_DIRECTION_. Reproduce word for word the part of the data below that opens with the line containing "wall, one point per instance." and closes with the line containing "[[1220, 130]]", including both of those lines.

#### DATA LISTING ####

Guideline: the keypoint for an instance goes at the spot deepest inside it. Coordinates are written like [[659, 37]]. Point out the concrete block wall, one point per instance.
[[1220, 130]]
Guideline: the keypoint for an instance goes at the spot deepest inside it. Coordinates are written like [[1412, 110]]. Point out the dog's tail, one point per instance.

####
#### DATA LISTING ####

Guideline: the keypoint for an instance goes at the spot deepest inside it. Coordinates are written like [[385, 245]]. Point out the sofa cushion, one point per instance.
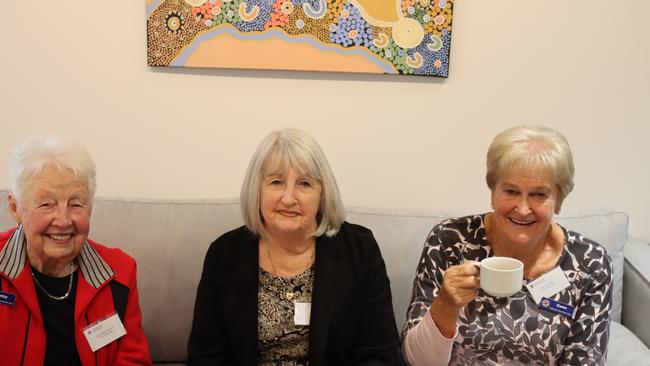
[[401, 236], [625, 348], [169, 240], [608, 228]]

####

_TASK RESULT_.
Guideline: the keypoint for an instance goes at the spot deepest inside it. Coordinates are written like [[659, 37]]. Point out the concrete block wall, one point per instance.
[[1220, 130]]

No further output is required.